:: TASK DETAILS ::
Would you quote every entry exactly, dropping only the pictures?

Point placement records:
■ ■ ■ ■ ■
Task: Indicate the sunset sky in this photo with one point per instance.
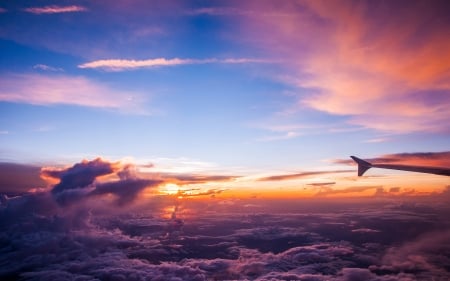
(211, 140)
(242, 89)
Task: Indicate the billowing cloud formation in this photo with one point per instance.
(436, 159)
(382, 65)
(60, 89)
(78, 182)
(124, 64)
(54, 9)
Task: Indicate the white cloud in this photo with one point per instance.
(126, 64)
(45, 67)
(54, 9)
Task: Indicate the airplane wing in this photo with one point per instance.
(363, 166)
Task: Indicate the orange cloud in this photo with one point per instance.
(124, 64)
(383, 64)
(61, 89)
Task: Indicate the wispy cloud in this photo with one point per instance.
(377, 140)
(383, 67)
(302, 175)
(55, 9)
(61, 89)
(125, 64)
(45, 67)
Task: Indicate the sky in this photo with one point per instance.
(211, 140)
(248, 88)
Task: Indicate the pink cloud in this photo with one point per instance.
(125, 64)
(61, 89)
(54, 9)
(384, 66)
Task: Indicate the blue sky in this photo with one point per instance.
(253, 86)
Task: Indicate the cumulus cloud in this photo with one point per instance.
(135, 244)
(60, 89)
(325, 190)
(125, 64)
(80, 175)
(55, 9)
(18, 179)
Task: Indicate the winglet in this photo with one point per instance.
(363, 166)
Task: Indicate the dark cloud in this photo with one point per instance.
(165, 238)
(320, 184)
(18, 179)
(301, 175)
(184, 179)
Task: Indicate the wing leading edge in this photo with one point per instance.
(363, 166)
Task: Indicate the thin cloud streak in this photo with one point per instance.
(54, 9)
(61, 89)
(438, 159)
(301, 175)
(125, 64)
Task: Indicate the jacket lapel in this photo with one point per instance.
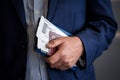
(18, 4)
(51, 8)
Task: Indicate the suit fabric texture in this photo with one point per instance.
(91, 20)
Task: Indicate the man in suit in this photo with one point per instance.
(90, 21)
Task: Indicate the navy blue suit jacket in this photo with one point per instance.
(91, 20)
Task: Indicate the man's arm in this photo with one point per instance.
(99, 30)
(96, 37)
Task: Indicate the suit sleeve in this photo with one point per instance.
(99, 29)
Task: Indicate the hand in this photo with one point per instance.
(69, 51)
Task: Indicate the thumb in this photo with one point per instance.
(55, 42)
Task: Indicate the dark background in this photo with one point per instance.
(107, 66)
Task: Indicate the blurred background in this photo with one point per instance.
(107, 66)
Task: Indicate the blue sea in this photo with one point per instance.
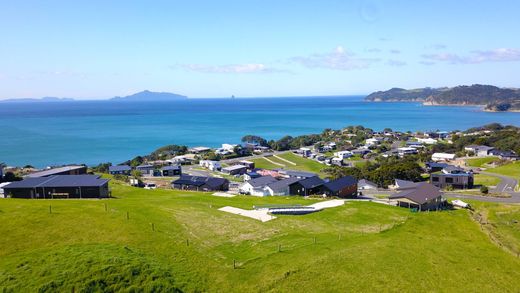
(43, 134)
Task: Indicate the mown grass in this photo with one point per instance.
(361, 246)
(480, 162)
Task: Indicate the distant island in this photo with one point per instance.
(147, 96)
(44, 99)
(491, 97)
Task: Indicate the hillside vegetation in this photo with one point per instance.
(85, 245)
(494, 98)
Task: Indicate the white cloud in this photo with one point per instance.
(476, 57)
(338, 59)
(231, 68)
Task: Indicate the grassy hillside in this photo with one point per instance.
(359, 247)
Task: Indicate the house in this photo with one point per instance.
(405, 151)
(306, 187)
(343, 154)
(479, 150)
(250, 165)
(234, 170)
(296, 174)
(210, 165)
(403, 184)
(437, 157)
(65, 170)
(281, 187)
(199, 150)
(364, 184)
(435, 166)
(59, 186)
(174, 170)
(201, 183)
(120, 170)
(345, 187)
(251, 175)
(423, 197)
(452, 176)
(146, 169)
(257, 186)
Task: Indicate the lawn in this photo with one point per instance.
(480, 162)
(179, 240)
(510, 169)
(482, 179)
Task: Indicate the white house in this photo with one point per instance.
(343, 154)
(436, 157)
(256, 187)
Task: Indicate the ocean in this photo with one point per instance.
(54, 133)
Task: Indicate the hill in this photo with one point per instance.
(494, 98)
(85, 246)
(147, 96)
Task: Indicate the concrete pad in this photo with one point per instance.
(260, 215)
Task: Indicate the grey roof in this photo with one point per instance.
(310, 182)
(340, 183)
(200, 180)
(173, 167)
(59, 181)
(421, 194)
(119, 168)
(405, 184)
(54, 171)
(234, 167)
(366, 182)
(295, 173)
(262, 181)
(284, 183)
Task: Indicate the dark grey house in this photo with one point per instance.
(306, 187)
(423, 197)
(199, 183)
(65, 170)
(59, 186)
(452, 176)
(170, 171)
(345, 187)
(120, 170)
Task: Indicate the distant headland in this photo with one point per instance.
(144, 96)
(493, 98)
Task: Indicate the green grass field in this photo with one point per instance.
■ ■ ■ ■ ■
:: CORRECT RESULT ::
Task: Indicate the sunset sky in this photo with one point per instance.
(211, 140)
(242, 89)
Task: Indicate the billowing cloud formation in this photo with one point per instance.
(436, 159)
(382, 65)
(60, 89)
(78, 182)
(124, 64)
(54, 9)
Task: Indicate the white cloud in this photo with one point per instance.
(126, 64)
(45, 67)
(54, 9)
Task: Indicate the airplane wing in this photo with one point per instance.
(363, 166)
Task: Indicate the orange cloud in this photo with one point per instance.
(124, 64)
(383, 64)
(61, 89)
Task: Indicate the wispy cloud in this photo with one point per instance.
(377, 140)
(383, 67)
(302, 175)
(55, 9)
(61, 89)
(125, 64)
(45, 67)
Task: Indicate the sky in this photo with one point per instance.
(211, 140)
(248, 88)
Task: Indicate the pink cloud in this photo with one point per instance.
(125, 64)
(61, 89)
(54, 9)
(384, 66)
Task: Indicate the blue sky in this photo with one point per instance.
(253, 86)
Task: Indicate the cumulus cloud in this photo with one point per instance.
(135, 244)
(60, 89)
(325, 190)
(125, 64)
(80, 175)
(55, 9)
(18, 179)
Task: Indicate the winglet in this photo with one point per instance.
(363, 166)
Task: Indicate the dark cloud in this photo with one point per instance.
(165, 238)
(320, 184)
(18, 179)
(301, 175)
(184, 179)
Task: Indicate the wing leading edge in this photo with one point per instance.
(363, 166)
Task: Indicate the thin cloud streak in this photo with one point per instance.
(54, 9)
(61, 89)
(438, 159)
(301, 175)
(125, 64)
Task: Indicate the jacket lapel in this photo with one point per instance.
(18, 4)
(51, 8)
Task: Indicate the suit fabric texture in this photo with one point per instance.
(91, 20)
Task: Indicate the man in suit in this photo with one point per instance.
(90, 21)
Task: Indicate the navy blue suit jacket in this photo with one point per instance.
(91, 20)
Task: Indicate the man's arm in this photo with one point per instance.
(99, 30)
(96, 37)
Task: Indicate the suit sleeve in this photo with one point per instance.
(99, 29)
Task: Indicate the hand in this photo with one point per instance.
(69, 51)
Task: Indicate the thumb in this photo with one point per instance.
(55, 42)
Task: Indicate the dark background in this photo with one point per instance.
(107, 66)
Task: Indicate the blurred background in this photo with one point per instance.
(107, 66)
Task: Indicate the blue sea in this photo with one point per instance.
(43, 134)
Task: Indicate the mown grass in this photo with one point per instance.
(361, 246)
(480, 162)
Task: Indicate the distant island in this photo with one point per instance.
(147, 96)
(44, 99)
(491, 97)
Task: Indicate the hillside vegetation in this photo with one point per instance.
(85, 245)
(494, 98)
Task: Indicate the white cloud in this photo with one point per instance.
(476, 57)
(338, 59)
(231, 68)
Task: Indicate the grassy hillside in this photo with one point per instance.
(359, 247)
Task: Indicate the house in this photo with one point per instance.
(405, 151)
(306, 187)
(343, 154)
(479, 150)
(250, 165)
(234, 170)
(296, 174)
(210, 165)
(403, 184)
(437, 157)
(65, 170)
(281, 187)
(199, 150)
(364, 184)
(435, 166)
(59, 186)
(174, 170)
(201, 183)
(120, 170)
(345, 187)
(251, 175)
(423, 197)
(452, 176)
(146, 169)
(257, 186)
Task: Indicate the lawn in this photo with one point per instance.
(480, 162)
(179, 240)
(510, 169)
(482, 179)
Task: Indicate the white house in this photo with one point per instance.
(343, 154)
(436, 157)
(256, 187)
Task: Indicate the ocean in this photo with one point per instance.
(54, 133)
Task: Indicate the hill in this photo with one point per instance.
(494, 98)
(85, 246)
(147, 96)
Task: Indicate the concrete pad in this photo with one point per instance.
(260, 215)
Task: Indicate the grey roof in this photo with one point per instance.
(310, 182)
(340, 183)
(200, 180)
(173, 167)
(59, 181)
(421, 194)
(119, 168)
(405, 184)
(54, 171)
(234, 167)
(366, 182)
(295, 173)
(262, 181)
(284, 183)
Task: Indicate the dark grey house in this photo with one point per instance.
(306, 187)
(423, 197)
(199, 183)
(65, 170)
(59, 186)
(452, 176)
(170, 171)
(345, 187)
(120, 170)
Task: Indicate the distant headland in this photo with one point per instance.
(144, 96)
(493, 98)
Task: Indicate the green grass field in this photo with one point per instance.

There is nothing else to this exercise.